(EXERCISE AIM) Output nothing but the lines from the line with "For practice, label the white cloud" through the end of the listing below, both ends included.

(DATA FOR THIS TASK)
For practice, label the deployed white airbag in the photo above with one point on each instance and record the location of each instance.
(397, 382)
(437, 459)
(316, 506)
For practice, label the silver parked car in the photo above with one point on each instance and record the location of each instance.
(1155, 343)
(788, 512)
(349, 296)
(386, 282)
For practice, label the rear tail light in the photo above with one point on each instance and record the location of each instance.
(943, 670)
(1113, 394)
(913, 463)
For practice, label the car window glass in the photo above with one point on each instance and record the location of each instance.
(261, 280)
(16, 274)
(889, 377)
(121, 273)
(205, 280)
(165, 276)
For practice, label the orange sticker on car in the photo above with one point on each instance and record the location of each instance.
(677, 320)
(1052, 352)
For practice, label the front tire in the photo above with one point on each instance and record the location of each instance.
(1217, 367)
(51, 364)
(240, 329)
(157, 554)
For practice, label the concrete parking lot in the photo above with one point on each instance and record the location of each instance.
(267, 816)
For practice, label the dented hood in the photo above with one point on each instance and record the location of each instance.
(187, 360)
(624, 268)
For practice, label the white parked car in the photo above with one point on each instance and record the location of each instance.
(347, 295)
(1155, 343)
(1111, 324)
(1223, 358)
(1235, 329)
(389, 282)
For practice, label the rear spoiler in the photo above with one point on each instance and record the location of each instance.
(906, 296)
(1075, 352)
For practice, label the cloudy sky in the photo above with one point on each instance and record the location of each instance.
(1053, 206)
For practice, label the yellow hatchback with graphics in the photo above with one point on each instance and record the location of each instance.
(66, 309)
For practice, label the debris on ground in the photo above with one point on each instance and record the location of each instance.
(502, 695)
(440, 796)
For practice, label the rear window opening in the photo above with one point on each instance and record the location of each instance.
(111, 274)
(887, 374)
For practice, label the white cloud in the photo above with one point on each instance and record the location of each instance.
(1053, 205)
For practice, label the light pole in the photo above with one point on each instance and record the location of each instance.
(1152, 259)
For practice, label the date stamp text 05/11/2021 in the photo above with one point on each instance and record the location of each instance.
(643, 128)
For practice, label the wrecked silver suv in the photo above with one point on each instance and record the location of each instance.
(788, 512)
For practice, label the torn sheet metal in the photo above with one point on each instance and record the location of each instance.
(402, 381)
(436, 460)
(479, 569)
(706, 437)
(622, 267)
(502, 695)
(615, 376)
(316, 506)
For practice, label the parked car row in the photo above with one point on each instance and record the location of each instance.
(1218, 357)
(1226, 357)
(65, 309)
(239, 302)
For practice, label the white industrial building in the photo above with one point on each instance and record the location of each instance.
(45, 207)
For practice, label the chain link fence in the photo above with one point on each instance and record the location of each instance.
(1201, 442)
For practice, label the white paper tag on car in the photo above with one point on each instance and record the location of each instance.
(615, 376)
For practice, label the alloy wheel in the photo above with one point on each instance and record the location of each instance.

(FINAL RESULT)
For practice, label the white cloud in the photo above with one point on each instance and record the location of each instance.
(1053, 205)
For practice, label the light pole in the photo above with one point on each instance and record the location of each instance.
(1152, 259)
For practice, label the date stamp text 05/11/2021 in the photo above with one point on each instance and record the location of each instance.
(643, 128)
For practice, label the wrecked silver suv in the photo above with one point on each instance and record the location of each instance.
(788, 512)
For practice, label the torn sheet metal in the photo above with one point on each instance and record the location of each instance.
(402, 381)
(436, 460)
(479, 569)
(706, 437)
(622, 267)
(502, 695)
(615, 376)
(316, 506)
For practice, label the parked car row in the photo above with one point on each instance and record the location of each instance.
(1218, 357)
(1226, 357)
(65, 309)
(239, 302)
For practice, label the white industrial building in the photo above with one point on each instance and record the location of each instance.
(45, 207)
For practice, label the chain link fence in the photo above with one point on each instance and record the location of each instance.
(1201, 442)
For practice, label the white paper tag on car in the photo above with one point on each instance and record the location of each instance.
(615, 376)
For practice, label the alloy wheel in the photo above with one point on each instance and record the location of each instance.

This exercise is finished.